■ **Passage to read**:
• • • • •
Sisters Daniela, 19, and Joseline Leyva, 18, wait to take part in Tyler High School’s senior night at Christus Trinity Mother Frances Rose Stadium in Tyler, Tex., on Nov. 3, 2023. (Desiree Rios/for The Washington Post)

TYLER, Texas — Joseline Leyva knotted her long black hair and pulled on her gray beret, topping off her dress blue Army ROTC uniform. It was senior night, the last high school football game of the season and the 18-year-old soon would be honored on the field.

“I am the future of the United States of America,” Leyva recited, recalling the Junior ROTC cadet creed she has spoken every week for the last four years.

But that’s not how the law sees Leyva. Brought to this country by her parents when she was a 1-year-old, Levya is an undocumented immigrant.

For hundreds of thousands of people who came to the United States as children without immigration papers, their only stability has come from DACA — Deferred Action for Childhood Arrivals.

That program, created in 2012 by President Barack Obama, offered protection from deportation and access to a driver’s license and a work permit. It was supposed to be a temporary measure while U.S. lawmakers decided on a permanent policy. Polls consistently show that about three-quarters or more of Americans support allowing the young people — often known as “Dreamers” — to stay in the United States.

Congress, however, has been paralyzed on the issue. And now DACA is in jeopardy, pushed to the brink by Republicans who say Obama overstepped his authority. Then-president Donald Trump called the program an “illegal” amnesty and tried to phase it out in 2017. Court orders stopped him.

But a lawsuit led by the state of Texas arguing that Obama didn’t have the power to create DACA without Congress could reach the conservative-dominated Supreme Court. A decision in favor of the plaintiffs could spell the program’s end.

As the appeals churn on, DACA has been limited in recent years to existing applicants. Leyva is part of a new generation of high school students locked out of the program. Advocates say the number of high school graduate Dreamers without DACA will soon surpass the nearly 580,000 immigrants who have it.

The disconnect between public opinion and public policy on Dreamers reflects how the work of government often stalls due to American democracy’s distortions.

Latinos — who make up the majority of Dreamers — are substantially underrepresented in the Senate, where legislation to establish a path to citizenship has been blocked by filibusters. The existence of DACA was threatened by a president, Trump, who won the electoral college but lost the popular vote. It could still face elimination by a Supreme Court in which four of the six justices comprising the conservative majority were confirmed by senators representing a minority of Americans.

The result has been that undocumented people who arrived in the United States as children and want to remain are either stuck working illegally or living in fear that the thin legal protections they have can be taken away. Because so many are now shut out of DACA, hundreds of thousands of them cannot pursue careers in the United States, exacerbating shortages of doctors, nurses, first responders, teachers and other in-demand positions.
• • • • •
■ **Given task**:
Please explain, in one to three sentences, why the DACA article says Joseline Leyva is shut out of the program. The listing comes from a separate source, not from the DACA article.

■ **Source data**:
• • • • •
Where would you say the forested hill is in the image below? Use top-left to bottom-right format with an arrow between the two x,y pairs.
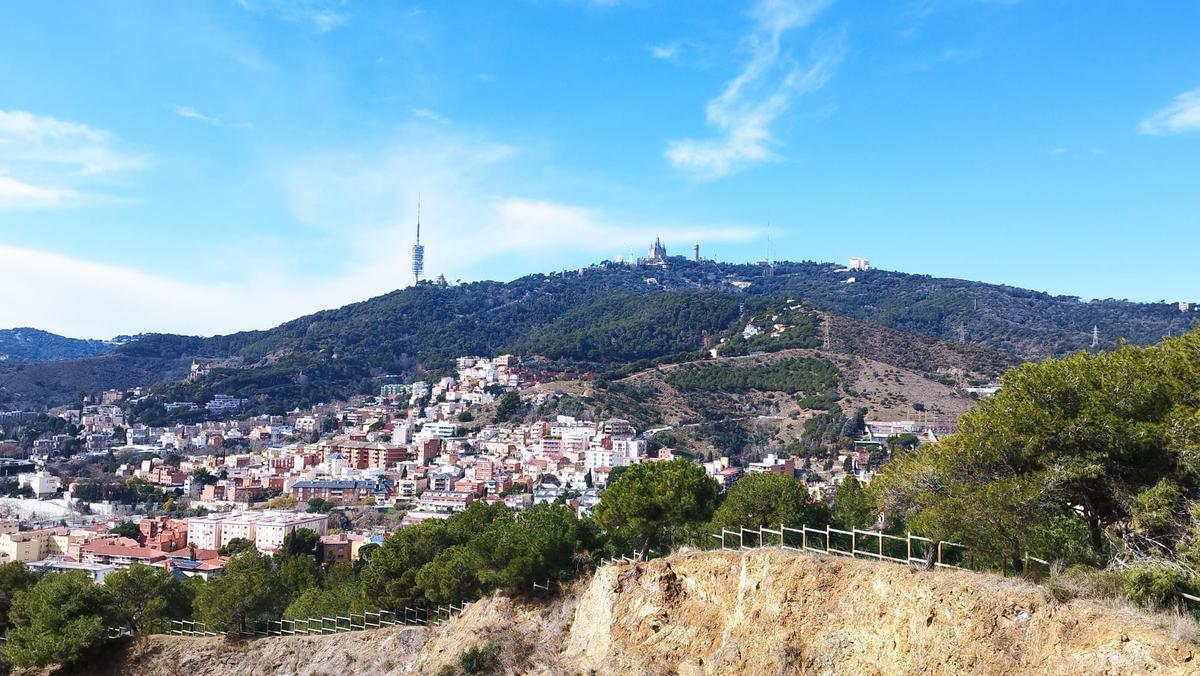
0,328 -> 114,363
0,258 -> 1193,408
• • • • •
■ **Output for this task**:
While the legal appeals go on, DACA has been limited in recent years to existing applicants. Leyva, an undocumented immigrant brought to the country at age 1, belongs to a new generation of high school students who are therefore locked out of it.